Travail à faire: Recopiez fidèlement le passage de l'extrait sur la naissance du CEA qui s'ouvre sur les mots contenant « Histoire d' un » et se termine par « à sa création. ».

Extrait fourni:
════════
Histoire d' un désastre annoncé (1/5)...



Histoire de l’atome en France (1/5)
18 octobre 1945, naissance du CEA...
18 octobre 1945, naissance du CEA : sa raison d’être, la bombe son alibi, la recherche
Il y a de nombreuses libertés vis-à-vis des faits historiques concernant les places respectives de la recherche militaire et civile au CEA, l’erreur la plus commune est d’inverser les rôles du militaire et du civil dans les motivations du CEA. Le CEA est généralement présenté comme un organisme créé pour développer les aspects pacifiques de l’énergie nucléaire, et l’orientation militaire ouvertement affirmée dans les années 50 est perçu alors comme une dérive des buts assignés au CEA à sa création.
════════
Données extraites:

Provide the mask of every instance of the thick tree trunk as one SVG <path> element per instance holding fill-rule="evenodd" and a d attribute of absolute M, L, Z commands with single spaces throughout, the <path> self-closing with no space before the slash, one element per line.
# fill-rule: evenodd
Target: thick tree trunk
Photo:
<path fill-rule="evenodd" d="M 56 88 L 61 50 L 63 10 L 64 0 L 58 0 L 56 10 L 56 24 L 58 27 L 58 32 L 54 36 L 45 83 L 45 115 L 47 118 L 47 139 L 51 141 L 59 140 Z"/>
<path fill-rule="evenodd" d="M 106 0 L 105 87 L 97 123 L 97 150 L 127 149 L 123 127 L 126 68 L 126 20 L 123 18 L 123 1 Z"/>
════════
Réponse ci-dessous:
Histoire d' un désastre annoncé (1/5)...



Histoire de l’atome en France (1/5)
18 octobre 1945, naissance du CEA...
18 octobre 1945, naissance du CEA : sa raison d’être, la bombe son alibi, la recherche
Il y a de nombreuses libertés vis-à-vis des faits historiques concernant les places respectives de la recherche militaire et civile au CEA, l’erreur la plus commune est d’inverser les rôles du militaire et du civil dans les motivations du CEA. Le CEA est généralement présenté comme un organisme créé pour développer les aspects pacifiques de l’énergie nucléaire, et l’orientation militaire ouvertement affirmée dans les années 50 est perçu alors comme une dérive des buts assignés au CEA à sa création.